Например, описан банальный курортный роман с надуманным драматическим финалом.  События изложены таким языком: «Эрик вдруг почувствовал, что излучаемое ею тепло проникает в глубину его существа.  […]  Эрик обнял Элен и начал ее целовать, но Элен почему-то сразу не ответила.  Она поднялась с дивана.  Эрик встал за нею и продолжал ее целовать.  Элен ответила.  Она целовала самозабвенно и любвеобильно, но страсть ею не овладевала, хотя она себя не ограничивала» (как во всех таких случаях, я не указываю автора и не даю ссылок на страницы).  Этому стилю противопоставлен нарочито бытовой вроде: «Пообедав и вымыв посуду, Марьяна села за приготовление уроков.  Она делала всё спокойно, без суеты, ее тетради были опрятны, в них пестрели пятерки, что вызывало раздражение Светы.  Ведь ей самой снижали оценки за неряшливо выполненное задание».

------------------------------------------------------------------------

ПОСТАНОВКА ЗАДАЧИ 1: Что, согласно фрагменту источника, вызывало раздражение Светы?

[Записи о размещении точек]

------------------------------------------------------------------------

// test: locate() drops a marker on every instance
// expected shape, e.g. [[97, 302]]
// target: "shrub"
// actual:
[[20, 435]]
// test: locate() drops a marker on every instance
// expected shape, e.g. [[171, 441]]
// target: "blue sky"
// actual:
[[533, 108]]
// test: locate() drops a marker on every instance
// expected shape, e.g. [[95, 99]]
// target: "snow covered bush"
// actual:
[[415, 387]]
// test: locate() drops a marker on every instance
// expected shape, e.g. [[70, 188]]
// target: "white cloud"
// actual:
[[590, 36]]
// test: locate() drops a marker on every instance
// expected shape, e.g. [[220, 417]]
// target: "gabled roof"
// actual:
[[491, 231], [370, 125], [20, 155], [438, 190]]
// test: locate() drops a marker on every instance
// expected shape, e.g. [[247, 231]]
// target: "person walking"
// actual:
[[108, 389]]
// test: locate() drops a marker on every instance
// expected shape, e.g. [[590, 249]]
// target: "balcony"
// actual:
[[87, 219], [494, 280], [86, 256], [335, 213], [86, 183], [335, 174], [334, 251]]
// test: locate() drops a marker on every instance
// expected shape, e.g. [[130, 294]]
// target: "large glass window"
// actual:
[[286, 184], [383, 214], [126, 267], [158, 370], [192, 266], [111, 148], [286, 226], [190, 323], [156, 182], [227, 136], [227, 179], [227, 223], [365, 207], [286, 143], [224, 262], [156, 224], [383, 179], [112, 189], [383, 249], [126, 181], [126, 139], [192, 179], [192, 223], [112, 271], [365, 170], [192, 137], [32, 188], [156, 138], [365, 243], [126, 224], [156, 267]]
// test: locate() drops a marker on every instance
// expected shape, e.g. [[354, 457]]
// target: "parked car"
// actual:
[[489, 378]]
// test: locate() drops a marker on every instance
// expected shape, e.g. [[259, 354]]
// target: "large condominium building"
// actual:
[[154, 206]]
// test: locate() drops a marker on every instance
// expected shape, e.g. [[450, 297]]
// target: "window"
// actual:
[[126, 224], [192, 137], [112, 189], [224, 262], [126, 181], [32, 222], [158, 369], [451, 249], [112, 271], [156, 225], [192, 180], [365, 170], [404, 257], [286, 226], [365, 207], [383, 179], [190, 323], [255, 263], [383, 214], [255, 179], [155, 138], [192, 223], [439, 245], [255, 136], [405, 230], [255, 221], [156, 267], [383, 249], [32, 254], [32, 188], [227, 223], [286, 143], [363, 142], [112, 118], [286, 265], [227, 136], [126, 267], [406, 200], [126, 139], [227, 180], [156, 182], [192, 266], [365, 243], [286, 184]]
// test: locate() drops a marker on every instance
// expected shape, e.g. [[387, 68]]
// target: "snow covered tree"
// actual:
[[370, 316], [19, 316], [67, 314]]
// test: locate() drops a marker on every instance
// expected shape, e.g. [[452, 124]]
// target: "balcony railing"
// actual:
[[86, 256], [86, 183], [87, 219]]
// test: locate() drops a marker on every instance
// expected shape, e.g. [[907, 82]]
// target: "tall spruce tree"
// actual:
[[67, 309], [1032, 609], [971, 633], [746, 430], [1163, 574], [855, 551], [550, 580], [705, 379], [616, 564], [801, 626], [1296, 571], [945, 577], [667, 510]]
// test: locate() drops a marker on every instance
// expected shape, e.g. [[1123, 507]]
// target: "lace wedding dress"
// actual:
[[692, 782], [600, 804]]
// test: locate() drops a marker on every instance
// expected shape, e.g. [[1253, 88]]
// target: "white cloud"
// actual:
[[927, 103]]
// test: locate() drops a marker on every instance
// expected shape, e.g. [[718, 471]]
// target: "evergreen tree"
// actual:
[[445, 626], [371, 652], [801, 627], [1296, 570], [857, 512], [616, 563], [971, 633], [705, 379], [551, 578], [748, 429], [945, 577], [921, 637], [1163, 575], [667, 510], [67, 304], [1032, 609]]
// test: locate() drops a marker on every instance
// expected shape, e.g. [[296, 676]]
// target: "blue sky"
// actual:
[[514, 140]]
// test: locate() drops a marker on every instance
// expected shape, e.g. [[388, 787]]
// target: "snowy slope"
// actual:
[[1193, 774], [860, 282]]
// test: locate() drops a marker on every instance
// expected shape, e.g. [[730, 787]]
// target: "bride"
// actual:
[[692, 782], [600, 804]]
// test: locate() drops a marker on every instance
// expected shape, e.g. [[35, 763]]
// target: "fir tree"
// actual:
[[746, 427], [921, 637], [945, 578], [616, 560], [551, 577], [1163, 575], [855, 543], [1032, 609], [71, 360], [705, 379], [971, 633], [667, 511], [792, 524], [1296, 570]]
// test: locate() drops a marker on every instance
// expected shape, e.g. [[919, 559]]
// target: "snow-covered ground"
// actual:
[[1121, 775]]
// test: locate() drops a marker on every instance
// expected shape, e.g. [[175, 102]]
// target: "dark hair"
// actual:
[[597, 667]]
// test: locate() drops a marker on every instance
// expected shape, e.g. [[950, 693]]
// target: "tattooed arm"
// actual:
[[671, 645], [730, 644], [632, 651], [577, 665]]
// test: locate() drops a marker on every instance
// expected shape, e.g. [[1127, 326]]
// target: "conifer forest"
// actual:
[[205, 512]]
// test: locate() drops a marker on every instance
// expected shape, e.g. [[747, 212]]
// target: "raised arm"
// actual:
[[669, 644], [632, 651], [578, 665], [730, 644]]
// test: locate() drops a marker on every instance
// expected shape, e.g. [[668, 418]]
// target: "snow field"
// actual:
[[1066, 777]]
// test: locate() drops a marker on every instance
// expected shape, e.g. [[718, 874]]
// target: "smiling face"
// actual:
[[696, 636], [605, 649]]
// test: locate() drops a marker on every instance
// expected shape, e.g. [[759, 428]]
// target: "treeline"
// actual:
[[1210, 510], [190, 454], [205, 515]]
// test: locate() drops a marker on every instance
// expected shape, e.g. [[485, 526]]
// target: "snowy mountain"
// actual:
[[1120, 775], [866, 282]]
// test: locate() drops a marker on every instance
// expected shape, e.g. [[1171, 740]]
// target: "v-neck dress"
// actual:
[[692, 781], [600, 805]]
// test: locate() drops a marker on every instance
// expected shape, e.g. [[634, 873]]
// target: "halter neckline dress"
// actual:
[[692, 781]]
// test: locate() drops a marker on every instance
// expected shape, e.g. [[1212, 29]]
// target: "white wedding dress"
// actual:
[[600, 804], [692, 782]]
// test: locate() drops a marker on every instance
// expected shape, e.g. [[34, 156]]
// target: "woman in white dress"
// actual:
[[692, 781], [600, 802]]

------------------------------------------------------------------------

ПОСТАНОВКА ЗАДАЧИ 2: Покажите все строки листинга, в которых встречается слово «window».

РЕЗУЛЬТАТ 1: Опрятные тетради Марьяны, в которых пестрели пятерки.

РЕЗУЛЬТАТ 2:
// target: "large glass window"
// target: "window"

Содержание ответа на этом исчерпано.